• _Activity_
Return each line of the items below that contains the string "coordinates", where uppercase and lowercase must match.
Data shown below:
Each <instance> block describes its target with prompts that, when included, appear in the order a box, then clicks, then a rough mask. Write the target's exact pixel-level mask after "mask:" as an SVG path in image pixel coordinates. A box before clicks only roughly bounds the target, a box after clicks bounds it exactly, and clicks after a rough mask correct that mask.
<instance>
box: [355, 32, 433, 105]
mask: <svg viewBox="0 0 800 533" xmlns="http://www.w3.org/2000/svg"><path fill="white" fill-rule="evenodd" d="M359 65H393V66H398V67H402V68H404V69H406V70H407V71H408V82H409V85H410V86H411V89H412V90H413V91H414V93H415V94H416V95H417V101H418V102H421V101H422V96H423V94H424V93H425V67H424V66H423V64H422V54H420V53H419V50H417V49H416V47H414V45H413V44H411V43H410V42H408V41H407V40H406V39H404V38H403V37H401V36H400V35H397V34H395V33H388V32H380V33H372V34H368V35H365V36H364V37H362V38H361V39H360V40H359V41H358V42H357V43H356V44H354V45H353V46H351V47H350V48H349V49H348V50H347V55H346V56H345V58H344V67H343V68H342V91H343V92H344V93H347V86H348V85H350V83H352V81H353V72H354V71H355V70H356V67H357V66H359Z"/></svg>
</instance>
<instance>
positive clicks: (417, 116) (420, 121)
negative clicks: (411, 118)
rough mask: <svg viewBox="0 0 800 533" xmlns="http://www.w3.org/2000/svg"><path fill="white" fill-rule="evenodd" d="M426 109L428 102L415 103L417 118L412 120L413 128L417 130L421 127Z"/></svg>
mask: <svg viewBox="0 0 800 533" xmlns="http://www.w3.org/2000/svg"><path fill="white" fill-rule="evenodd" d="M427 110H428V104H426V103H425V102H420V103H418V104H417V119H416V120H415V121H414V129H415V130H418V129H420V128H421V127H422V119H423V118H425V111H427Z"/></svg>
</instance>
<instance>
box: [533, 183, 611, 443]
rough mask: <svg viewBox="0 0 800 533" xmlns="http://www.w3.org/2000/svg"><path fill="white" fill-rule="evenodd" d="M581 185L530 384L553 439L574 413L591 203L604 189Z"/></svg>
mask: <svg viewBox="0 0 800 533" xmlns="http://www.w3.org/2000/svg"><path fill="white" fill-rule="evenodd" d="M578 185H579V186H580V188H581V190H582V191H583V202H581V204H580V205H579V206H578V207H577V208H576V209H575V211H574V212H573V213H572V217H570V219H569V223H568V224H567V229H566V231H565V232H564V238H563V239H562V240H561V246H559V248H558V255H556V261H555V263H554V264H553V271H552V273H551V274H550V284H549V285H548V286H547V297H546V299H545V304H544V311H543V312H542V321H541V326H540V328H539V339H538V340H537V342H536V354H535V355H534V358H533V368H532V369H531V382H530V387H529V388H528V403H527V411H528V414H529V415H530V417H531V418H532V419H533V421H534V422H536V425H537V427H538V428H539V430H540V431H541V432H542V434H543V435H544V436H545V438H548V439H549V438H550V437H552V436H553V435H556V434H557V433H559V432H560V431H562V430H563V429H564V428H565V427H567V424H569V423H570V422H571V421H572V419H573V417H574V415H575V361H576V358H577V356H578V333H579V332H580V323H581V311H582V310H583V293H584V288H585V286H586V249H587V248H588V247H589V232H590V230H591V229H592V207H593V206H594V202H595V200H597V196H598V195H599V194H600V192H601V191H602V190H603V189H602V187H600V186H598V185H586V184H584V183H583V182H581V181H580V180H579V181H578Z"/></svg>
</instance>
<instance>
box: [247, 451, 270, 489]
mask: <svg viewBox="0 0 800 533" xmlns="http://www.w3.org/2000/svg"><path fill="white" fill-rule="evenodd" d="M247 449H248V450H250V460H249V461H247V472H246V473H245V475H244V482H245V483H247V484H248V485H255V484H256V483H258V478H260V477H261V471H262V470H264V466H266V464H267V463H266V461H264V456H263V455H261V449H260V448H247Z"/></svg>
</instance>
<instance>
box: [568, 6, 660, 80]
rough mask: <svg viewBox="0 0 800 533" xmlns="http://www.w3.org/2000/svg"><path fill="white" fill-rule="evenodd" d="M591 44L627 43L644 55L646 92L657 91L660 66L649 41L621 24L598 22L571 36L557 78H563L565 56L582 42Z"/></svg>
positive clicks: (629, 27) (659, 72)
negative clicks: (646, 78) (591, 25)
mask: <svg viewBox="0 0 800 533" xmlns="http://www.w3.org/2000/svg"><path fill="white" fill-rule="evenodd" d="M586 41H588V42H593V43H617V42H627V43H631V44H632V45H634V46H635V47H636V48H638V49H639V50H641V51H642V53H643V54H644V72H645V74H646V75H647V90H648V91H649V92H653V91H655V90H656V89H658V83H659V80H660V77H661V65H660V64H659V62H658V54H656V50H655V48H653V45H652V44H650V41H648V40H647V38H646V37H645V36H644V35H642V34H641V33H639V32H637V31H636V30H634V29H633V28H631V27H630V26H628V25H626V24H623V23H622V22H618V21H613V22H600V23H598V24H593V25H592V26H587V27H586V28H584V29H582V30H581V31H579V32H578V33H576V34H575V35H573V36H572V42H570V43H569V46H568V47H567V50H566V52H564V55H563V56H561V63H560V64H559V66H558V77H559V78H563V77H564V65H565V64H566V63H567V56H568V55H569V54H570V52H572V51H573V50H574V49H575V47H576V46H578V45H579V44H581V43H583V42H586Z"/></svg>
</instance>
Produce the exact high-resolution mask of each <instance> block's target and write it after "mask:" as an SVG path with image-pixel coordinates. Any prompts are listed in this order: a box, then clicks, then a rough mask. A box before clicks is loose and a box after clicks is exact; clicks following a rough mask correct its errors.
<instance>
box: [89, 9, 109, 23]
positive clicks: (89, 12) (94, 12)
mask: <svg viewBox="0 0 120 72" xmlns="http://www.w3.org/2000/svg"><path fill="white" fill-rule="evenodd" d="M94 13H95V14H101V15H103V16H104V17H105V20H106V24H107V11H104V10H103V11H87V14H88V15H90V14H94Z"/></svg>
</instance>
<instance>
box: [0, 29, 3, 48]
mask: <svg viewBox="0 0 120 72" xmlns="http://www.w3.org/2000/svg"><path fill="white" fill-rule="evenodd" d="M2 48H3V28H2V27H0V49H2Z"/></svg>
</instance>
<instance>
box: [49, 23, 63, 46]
End of Data shown.
• _Exercise output_
Each <instance> block describes its target with prompts that, when included, appear in the order a box, then clicks, then a rough mask. Write the target's exact pixel-level mask after "mask:" as an SVG path in image pixel coordinates. A box before clicks only roughly bounds the target, a box after clicks bounds it exactly, and clicks after a rough mask correct that mask.
Produce the exact high-resolution mask of each <instance> block's target and write it after "mask:" as an SVG path with image-pixel coordinates. Any prompts are listed in this order: a box, then clicks, then a rough mask. A box before clicks is loose and a box after clicks is exact; clicks following a rough mask correct its errors.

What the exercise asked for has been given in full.